(Records from a data source)

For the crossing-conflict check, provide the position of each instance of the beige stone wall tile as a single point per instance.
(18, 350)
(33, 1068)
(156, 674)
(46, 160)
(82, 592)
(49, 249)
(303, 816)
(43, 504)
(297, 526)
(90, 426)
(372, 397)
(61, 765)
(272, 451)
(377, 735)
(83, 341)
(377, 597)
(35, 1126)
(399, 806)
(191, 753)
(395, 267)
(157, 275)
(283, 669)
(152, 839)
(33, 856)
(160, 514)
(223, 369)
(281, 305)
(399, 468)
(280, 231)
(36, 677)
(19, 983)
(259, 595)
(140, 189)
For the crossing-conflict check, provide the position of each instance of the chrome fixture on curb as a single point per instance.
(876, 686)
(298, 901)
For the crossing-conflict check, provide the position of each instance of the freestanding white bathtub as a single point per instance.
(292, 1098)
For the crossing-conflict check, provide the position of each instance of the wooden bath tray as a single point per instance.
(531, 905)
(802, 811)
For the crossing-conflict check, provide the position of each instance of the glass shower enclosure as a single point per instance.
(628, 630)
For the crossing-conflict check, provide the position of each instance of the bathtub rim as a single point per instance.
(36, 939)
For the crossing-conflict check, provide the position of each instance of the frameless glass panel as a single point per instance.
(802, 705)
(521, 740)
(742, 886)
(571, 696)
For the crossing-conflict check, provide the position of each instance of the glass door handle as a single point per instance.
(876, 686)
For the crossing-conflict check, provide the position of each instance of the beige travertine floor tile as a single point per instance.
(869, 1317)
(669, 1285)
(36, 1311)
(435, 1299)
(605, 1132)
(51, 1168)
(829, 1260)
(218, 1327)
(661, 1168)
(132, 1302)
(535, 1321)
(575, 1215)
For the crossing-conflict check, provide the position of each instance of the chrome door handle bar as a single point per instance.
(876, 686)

> [The task]: Would you please transcribe all of the entries above exactly?

> [Exercise result]:
For the crossing-conflict check, provide the position of each instance of the beige stone wall tile as a single point per instance.
(18, 350)
(33, 1068)
(156, 674)
(46, 160)
(82, 592)
(49, 249)
(303, 816)
(43, 504)
(297, 526)
(90, 426)
(372, 397)
(61, 765)
(272, 451)
(377, 735)
(83, 341)
(377, 597)
(35, 1126)
(399, 806)
(191, 753)
(395, 267)
(157, 275)
(283, 669)
(152, 839)
(33, 856)
(160, 514)
(223, 369)
(281, 305)
(399, 468)
(280, 231)
(36, 677)
(19, 983)
(259, 595)
(140, 189)
For the crossing-conflict check, provide the position of each instance of the chrome fixture on curb as a single point per instance.
(876, 686)
(298, 901)
For the crossing-conflict check, provide the position of each instance of the freestanding white bathtub as a single point per instance.
(292, 1098)
For the crossing-conflict check, provide the position of each instance of the wooden bath tray as a single point per instance.
(531, 905)
(802, 811)
For the crossing-conflict check, provide the position of each instance of the glass shower enclosure as a single point per instance.
(628, 630)
For the crossing-conflict check, provide the position of each instance of the bathtub rim as a single point per instance.
(36, 939)
For the crossing-conflict check, provide the position of each instance of the frameless glass panel as a single point per instance.
(802, 705)
(521, 740)
(742, 886)
(571, 696)
For the crossing-conflict check, provide the position of each instance of the glass door handle as a single point per instance.
(876, 686)
For the crossing-conflict check, provide the position of each instance of the beige travertine floor tile as a single point per instance.
(869, 1317)
(669, 1285)
(36, 1311)
(435, 1299)
(605, 1132)
(51, 1168)
(829, 1260)
(218, 1327)
(661, 1168)
(132, 1302)
(535, 1321)
(575, 1215)
For the crossing-conflict check, provide the position of each instance of the chrome door handle bar as a single point per instance.
(876, 686)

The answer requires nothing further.